» **Consigne 1**:
Reproduisez sans rien changer les lignes des enregistrements qui vont de leur toute première ligne jusqu'à la ligne contenant "x=289 y=511", celle-ci comprise.

» **Texte fourni**:
LAGROSILLIÈRE Joseph [LAGROSILLIÈRE Marie, Samuel, Joseph]

Par Justinien Raymond

Né le 2 novembre 1872 à Sainte-Marie (Martinique), mort le 6 janvier 1950 à Paris (XVe arr.) ; avocat ; négociant ; agriculteur ; militant socialiste depuis 1896 ; député de la Martinique de 1910 à 1924 et de 1932 à 1942 ; ne prit pas part au vote du 10 juillet 1940 ; exclu du Parti socialiste SFIO en novembre 1944, réintégré en 1948 ; franc-maçon.

Joseph Lagrosillière appartenait à une famille créole de propriétaires, relativement fortunée. Après avoir accompli ses études secondaires aux Antilles, il suivit, à partir de 1894, les cours de l’École coloniale et de la Faculté de droit de Paris. Licencié en droit, il s’inscrivit aux barreaux de Paris et de Tunis avant de regagner la Martinique où il continua l’exercice de sa profession d’avocat, devint bâtonnier de l’Ordre à Fort-de-France, tout en exploitant comme agriculteur et comme commerçant les plantations familiales.

» **Les données**:

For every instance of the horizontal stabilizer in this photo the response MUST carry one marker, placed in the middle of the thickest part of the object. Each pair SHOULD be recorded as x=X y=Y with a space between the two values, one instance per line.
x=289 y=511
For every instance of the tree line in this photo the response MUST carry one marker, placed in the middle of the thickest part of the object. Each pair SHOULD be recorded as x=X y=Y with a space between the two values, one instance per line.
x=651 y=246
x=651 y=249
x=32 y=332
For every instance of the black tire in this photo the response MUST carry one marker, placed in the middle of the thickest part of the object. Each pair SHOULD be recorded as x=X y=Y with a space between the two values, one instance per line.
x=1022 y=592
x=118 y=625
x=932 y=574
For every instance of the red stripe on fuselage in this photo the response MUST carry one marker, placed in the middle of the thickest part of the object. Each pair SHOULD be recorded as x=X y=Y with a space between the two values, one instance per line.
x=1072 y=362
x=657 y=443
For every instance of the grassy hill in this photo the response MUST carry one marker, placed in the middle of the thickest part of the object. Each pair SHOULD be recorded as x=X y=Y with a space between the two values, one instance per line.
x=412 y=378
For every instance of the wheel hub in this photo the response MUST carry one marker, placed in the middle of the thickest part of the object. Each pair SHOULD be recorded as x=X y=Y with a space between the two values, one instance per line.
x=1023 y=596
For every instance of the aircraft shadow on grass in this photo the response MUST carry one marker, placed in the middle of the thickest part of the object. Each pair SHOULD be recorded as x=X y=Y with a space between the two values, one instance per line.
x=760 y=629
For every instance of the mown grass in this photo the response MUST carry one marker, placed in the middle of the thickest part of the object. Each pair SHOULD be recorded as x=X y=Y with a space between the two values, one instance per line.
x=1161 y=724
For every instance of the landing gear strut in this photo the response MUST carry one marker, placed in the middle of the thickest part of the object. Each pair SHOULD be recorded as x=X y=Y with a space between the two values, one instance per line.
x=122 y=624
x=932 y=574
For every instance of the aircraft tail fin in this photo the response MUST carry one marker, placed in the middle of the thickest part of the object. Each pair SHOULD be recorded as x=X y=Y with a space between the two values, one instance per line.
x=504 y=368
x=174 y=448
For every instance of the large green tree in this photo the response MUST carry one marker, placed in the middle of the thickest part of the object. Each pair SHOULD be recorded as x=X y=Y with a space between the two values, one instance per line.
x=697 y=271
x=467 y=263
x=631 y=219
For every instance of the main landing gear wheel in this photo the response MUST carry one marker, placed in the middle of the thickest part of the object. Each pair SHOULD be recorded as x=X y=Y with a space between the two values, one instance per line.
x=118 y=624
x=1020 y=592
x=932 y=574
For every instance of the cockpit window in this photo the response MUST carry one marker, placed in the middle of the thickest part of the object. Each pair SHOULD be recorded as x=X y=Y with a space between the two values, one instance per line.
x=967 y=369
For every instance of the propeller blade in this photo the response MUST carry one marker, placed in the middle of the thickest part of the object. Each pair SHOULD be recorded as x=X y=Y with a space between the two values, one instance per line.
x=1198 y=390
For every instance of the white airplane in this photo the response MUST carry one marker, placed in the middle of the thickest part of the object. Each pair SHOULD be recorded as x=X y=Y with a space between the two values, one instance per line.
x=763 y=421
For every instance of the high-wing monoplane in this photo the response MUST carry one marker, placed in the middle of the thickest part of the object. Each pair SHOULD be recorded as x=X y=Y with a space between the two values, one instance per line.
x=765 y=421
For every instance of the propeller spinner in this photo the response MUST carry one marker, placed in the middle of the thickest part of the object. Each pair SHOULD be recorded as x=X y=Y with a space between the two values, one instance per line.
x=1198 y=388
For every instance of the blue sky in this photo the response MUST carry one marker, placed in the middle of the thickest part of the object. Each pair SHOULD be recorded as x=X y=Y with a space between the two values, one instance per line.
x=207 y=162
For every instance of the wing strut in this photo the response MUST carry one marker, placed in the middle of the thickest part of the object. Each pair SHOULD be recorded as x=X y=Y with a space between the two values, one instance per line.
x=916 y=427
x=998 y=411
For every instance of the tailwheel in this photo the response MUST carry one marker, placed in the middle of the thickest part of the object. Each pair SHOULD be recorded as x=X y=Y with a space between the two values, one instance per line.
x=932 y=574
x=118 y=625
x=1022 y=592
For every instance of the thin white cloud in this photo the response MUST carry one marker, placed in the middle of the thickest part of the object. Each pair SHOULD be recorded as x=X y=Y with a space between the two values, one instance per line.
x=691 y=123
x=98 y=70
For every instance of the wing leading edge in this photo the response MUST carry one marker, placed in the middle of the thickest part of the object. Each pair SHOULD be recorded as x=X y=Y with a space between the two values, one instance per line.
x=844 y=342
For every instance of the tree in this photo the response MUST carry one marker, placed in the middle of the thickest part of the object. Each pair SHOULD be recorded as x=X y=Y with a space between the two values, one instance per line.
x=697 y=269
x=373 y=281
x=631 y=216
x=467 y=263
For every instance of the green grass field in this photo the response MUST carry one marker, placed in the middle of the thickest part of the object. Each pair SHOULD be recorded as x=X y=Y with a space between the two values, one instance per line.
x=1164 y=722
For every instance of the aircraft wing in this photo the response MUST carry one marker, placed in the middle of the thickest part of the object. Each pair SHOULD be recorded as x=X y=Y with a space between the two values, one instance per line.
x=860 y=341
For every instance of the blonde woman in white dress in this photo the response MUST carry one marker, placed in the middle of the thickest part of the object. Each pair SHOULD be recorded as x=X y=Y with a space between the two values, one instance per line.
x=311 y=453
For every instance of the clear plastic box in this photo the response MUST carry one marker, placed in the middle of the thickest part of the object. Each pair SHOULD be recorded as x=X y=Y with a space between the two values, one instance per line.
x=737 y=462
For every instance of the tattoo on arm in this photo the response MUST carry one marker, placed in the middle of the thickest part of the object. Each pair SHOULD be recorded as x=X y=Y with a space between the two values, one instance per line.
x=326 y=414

» **Consigne 2**:
Transcrivez mot pour mot le passage de la notice sur Joseph Lagrosillière qui commence par les mots contenant "Joseph Lagrosillière appartenait" et se termine par "les plantations familiales.".

» **Réponse complète 1**:
For every instance of the horizontal stabilizer in this photo the response MUST carry one marker, placed in the middle of the thickest part of the object. Each pair SHOULD be recorded as x=X y=Y with a space between the two values, one instance per line.
x=289 y=511

» **Réponse complète 2**:
Joseph Lagrosillière appartenait à une famille créole de propriétaires, relativement fortunée. Après avoir accompli ses études secondaires aux Antilles, il suivit, à partir de 1894, les cours de l’École coloniale et de la Faculté de droit de Paris. Licencié en droit, il s’inscrivit aux barreaux de Paris et de Tunis avant de regagner la Martinique où il continua l’exercice de sa profession d’avocat, devint bâtonnier de l’Ordre à Fort-de-France, tout en exploitant comme agriculteur et comme commerçant les plantations familiales.